Selected excerpt:
____

So consider the following questions to see whether moderation has left the building:
- Does alcohol consume too much (emotional, physical) space in your life?
- Is alcohol part of every social event in your life?
- Do you often drink alone?
- Do you routinely need to make excuses for your drinking and/or its aftereffects?
- Has drinking affected the quality of the time you spend with your children or family?
- Have friends or family expressed concern over your drinking habits?
If several of these questions get a “yes,” perhaps it’s time to find some new and better ways to cope with the stressors of everyday life.
Finding Balance Through Self-Care
Women, especially moms of young kids, are behind before they get out of bed in the morning, so if you’re waiting for the opportunity (and the time) to take care of yourself, you’re simply not going to find it. Yes, you can do anything … but that doesn’t mean you should. “We can’t afford to live lives we have to fool our central nervous systems into tolerating,” recovering alcoholic Kristi Coulter writes.6
You have to carve out time for self-care because, without it, you cannot care well for others. If mommy isn’t healthy and whole, her littles can’t be healthy and whole.
Here are four important ways to build self-care into your day:
- Carve out two 15-minute spaces each day to close your eyes, breathe and be still. Purposeful daydreaming, if you will. Don’t check email or let your mind focus on any to-dos. Even if it’s in the silence of the car, be intentional with the time.

____

Dataset records:
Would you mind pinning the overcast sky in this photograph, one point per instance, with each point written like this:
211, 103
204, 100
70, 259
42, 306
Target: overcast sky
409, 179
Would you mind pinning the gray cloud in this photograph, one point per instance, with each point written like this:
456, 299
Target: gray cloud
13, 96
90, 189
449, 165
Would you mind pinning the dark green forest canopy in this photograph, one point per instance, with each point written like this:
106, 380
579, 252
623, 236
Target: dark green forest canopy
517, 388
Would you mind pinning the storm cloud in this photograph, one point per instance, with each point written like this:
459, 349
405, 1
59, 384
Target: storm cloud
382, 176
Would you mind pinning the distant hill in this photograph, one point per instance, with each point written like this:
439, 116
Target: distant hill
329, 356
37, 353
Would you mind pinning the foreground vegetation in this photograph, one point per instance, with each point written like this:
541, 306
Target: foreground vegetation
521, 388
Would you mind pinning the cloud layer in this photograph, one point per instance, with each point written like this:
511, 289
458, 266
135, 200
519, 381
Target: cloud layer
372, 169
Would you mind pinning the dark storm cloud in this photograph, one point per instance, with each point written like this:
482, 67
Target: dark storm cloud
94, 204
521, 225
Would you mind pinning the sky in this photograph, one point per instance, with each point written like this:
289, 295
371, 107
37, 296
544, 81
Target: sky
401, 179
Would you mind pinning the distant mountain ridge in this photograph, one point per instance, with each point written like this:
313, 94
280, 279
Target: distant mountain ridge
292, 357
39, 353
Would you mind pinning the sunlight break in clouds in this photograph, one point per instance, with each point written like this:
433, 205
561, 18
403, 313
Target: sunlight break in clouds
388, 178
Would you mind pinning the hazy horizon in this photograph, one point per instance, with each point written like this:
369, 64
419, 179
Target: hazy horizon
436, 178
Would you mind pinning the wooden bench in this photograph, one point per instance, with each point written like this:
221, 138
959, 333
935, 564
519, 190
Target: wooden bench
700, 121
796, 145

____

From the passage on drinking and self-care, list every yes-or-no check it offers readers to gauge whether moderation has left the building.

Solution to the problem:
- Does alcohol consume too much (emotional, physical) space in your life?
- Is alcohol part of every social event in your life?
- Do you often drink alone?
- Do you routinely need to make excuses for your drinking and/or its aftereffects?
- Has drinking affected the quality of the time you spend with your children or family?
- Have friends or family expressed concern over your drinking habits?